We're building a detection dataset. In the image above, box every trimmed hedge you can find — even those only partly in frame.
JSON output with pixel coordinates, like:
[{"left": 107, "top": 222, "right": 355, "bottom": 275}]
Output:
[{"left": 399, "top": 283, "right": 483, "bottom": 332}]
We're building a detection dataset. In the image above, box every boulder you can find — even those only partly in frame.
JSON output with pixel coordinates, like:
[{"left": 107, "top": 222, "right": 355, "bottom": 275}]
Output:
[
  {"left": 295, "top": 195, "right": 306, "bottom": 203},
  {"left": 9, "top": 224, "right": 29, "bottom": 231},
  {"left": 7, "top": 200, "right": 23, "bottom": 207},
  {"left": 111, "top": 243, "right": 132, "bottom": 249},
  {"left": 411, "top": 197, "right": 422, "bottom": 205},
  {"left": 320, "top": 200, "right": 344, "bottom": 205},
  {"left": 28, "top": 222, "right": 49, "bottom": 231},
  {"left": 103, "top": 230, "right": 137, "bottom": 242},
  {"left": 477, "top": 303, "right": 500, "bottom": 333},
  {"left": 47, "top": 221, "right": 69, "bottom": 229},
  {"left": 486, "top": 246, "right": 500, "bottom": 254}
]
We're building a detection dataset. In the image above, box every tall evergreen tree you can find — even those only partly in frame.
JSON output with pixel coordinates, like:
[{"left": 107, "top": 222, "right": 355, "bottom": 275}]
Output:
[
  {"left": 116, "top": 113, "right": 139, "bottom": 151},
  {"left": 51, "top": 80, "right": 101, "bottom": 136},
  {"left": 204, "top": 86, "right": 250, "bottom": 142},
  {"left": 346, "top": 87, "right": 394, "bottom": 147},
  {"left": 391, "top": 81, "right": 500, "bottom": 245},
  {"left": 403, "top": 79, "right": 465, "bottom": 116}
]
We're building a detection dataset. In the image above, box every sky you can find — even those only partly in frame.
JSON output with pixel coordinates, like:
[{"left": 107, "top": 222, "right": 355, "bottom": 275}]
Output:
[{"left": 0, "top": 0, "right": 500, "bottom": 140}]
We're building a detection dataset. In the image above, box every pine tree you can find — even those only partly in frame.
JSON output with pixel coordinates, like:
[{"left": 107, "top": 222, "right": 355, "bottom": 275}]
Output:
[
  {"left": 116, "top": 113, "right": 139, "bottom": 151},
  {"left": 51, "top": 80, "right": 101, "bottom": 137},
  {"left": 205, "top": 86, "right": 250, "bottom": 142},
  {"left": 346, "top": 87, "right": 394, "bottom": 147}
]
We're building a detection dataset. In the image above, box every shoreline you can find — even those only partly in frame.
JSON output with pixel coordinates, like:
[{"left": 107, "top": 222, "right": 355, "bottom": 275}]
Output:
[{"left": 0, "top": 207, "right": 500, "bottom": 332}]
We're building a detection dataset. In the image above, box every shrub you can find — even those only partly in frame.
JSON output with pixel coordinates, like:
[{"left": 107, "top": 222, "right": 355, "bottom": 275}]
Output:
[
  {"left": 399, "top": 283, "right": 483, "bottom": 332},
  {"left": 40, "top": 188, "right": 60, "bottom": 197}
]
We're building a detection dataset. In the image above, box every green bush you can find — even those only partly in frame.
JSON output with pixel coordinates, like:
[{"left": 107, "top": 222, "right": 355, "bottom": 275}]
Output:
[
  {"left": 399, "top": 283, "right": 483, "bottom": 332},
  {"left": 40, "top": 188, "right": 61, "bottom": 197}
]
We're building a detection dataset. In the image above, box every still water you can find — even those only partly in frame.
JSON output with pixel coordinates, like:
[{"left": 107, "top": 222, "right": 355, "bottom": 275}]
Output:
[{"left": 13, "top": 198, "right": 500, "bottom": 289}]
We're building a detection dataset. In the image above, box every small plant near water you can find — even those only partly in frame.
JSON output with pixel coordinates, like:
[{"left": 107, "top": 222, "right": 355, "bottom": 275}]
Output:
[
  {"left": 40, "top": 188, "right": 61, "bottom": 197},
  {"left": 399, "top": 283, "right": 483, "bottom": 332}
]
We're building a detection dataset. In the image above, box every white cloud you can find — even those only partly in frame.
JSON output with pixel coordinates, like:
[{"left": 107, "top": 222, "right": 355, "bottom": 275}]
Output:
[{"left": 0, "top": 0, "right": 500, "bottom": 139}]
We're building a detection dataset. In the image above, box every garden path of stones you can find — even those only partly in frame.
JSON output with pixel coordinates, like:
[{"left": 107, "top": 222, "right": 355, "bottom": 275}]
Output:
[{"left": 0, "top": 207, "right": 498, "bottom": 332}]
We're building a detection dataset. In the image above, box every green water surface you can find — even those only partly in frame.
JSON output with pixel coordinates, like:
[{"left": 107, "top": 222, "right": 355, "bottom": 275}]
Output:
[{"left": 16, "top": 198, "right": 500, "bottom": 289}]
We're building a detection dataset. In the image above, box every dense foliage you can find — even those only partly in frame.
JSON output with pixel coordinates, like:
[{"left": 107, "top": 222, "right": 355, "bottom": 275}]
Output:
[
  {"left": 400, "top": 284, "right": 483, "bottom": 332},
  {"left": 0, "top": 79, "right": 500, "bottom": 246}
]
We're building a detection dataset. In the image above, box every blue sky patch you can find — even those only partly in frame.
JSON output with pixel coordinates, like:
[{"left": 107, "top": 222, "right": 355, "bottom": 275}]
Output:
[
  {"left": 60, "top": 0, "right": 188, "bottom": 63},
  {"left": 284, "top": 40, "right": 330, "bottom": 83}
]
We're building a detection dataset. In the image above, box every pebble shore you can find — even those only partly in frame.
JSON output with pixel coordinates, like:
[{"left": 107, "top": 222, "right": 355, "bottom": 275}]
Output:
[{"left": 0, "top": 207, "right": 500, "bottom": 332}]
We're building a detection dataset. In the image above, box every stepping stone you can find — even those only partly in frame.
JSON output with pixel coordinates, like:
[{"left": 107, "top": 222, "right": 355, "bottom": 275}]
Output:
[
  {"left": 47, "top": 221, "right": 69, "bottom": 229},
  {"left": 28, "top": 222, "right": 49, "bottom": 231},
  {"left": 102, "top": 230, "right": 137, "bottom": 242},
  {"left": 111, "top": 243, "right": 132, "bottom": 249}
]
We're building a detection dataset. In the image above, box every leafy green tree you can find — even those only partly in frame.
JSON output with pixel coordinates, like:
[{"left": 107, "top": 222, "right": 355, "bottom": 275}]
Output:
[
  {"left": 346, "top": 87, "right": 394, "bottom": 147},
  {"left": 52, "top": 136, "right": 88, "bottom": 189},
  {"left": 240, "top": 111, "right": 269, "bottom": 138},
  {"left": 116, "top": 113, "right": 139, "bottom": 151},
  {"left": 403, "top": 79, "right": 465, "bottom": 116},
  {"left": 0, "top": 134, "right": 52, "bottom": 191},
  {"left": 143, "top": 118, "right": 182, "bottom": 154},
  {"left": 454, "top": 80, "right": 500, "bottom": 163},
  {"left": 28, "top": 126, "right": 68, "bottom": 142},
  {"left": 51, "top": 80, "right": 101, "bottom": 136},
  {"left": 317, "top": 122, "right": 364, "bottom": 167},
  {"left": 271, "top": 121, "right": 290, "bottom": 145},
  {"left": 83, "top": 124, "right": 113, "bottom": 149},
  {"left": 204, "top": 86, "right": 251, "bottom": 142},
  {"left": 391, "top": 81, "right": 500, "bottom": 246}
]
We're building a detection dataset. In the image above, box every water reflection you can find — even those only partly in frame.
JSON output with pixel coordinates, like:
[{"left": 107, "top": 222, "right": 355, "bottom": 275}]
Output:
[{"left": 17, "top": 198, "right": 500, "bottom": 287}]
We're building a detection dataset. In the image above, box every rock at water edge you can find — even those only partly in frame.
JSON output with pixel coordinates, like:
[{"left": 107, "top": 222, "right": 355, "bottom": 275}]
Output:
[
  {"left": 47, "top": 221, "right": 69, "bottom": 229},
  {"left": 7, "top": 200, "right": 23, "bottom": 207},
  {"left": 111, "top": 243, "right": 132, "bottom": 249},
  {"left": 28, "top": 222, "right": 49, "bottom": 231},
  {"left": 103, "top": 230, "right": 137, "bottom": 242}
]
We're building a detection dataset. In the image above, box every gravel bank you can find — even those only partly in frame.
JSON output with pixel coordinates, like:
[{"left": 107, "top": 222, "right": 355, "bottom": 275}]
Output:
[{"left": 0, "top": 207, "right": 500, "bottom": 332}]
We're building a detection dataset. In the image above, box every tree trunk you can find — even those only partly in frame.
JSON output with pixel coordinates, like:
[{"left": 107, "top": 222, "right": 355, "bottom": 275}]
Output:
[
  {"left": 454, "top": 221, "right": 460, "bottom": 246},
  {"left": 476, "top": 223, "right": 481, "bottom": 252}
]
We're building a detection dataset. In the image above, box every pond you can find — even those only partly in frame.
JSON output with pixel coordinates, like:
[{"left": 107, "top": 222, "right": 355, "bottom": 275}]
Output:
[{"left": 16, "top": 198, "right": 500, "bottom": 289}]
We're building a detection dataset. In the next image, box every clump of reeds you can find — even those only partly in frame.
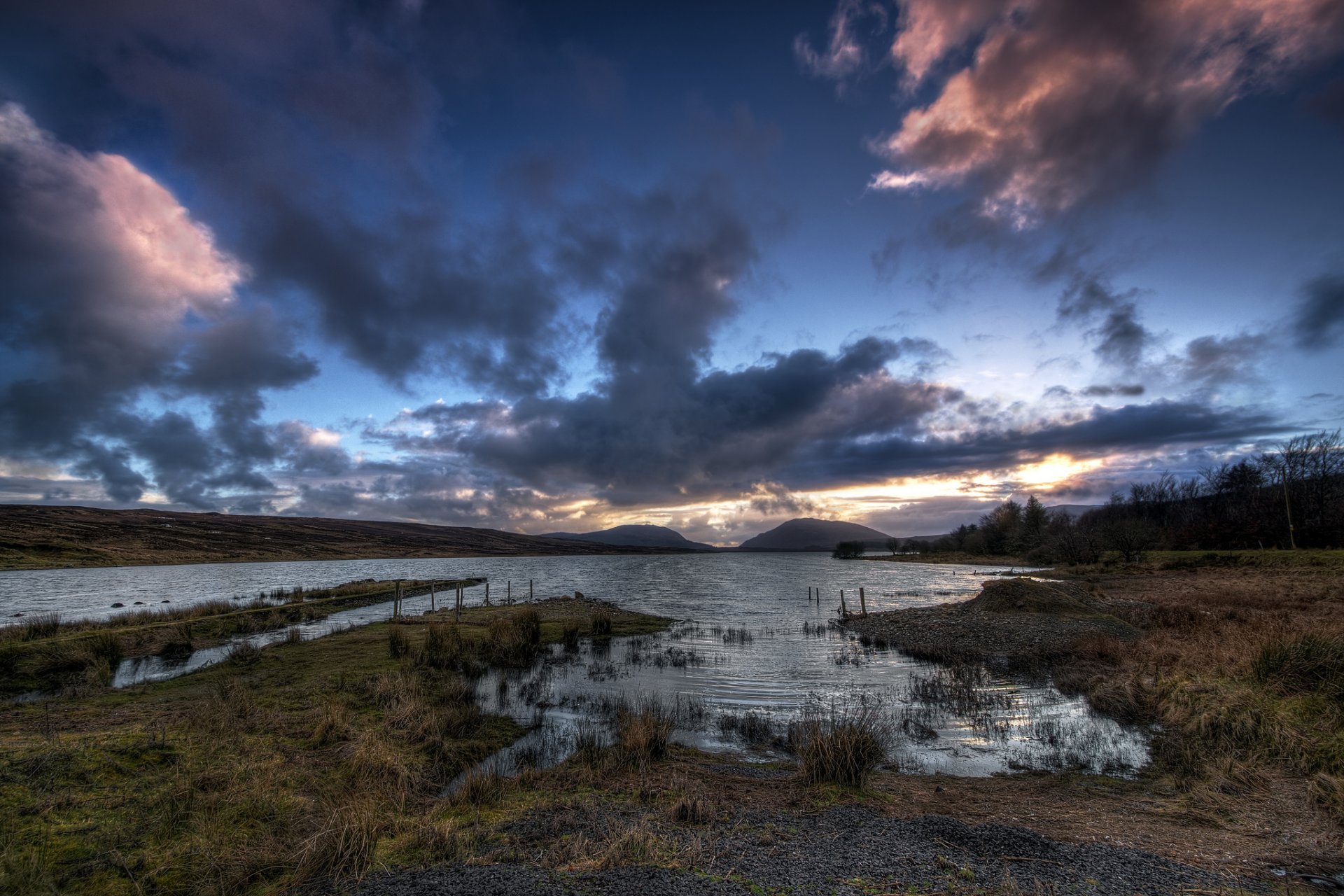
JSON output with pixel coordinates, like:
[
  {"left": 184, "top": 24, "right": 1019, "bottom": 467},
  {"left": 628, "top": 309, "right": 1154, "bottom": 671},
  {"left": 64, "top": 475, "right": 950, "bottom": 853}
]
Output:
[
  {"left": 510, "top": 607, "right": 542, "bottom": 648},
  {"left": 615, "top": 699, "right": 676, "bottom": 763},
  {"left": 387, "top": 626, "right": 412, "bottom": 659},
  {"left": 293, "top": 799, "right": 382, "bottom": 886},
  {"left": 1252, "top": 634, "right": 1344, "bottom": 700},
  {"left": 561, "top": 622, "right": 580, "bottom": 653},
  {"left": 573, "top": 719, "right": 605, "bottom": 769},
  {"left": 19, "top": 612, "right": 60, "bottom": 640},
  {"left": 668, "top": 794, "right": 714, "bottom": 825},
  {"left": 35, "top": 631, "right": 121, "bottom": 684},
  {"left": 311, "top": 699, "right": 354, "bottom": 747},
  {"left": 789, "top": 705, "right": 887, "bottom": 788},
  {"left": 453, "top": 764, "right": 508, "bottom": 808},
  {"left": 225, "top": 640, "right": 260, "bottom": 666},
  {"left": 486, "top": 607, "right": 542, "bottom": 666}
]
========
> [Problem description] Extract each line of the data above that contains the word "bank", and match it case-sensitively.

> [Reply to the exercise]
We're building a detection dataset. In the image above, box every gravel bank you can find — even those only partly in frame.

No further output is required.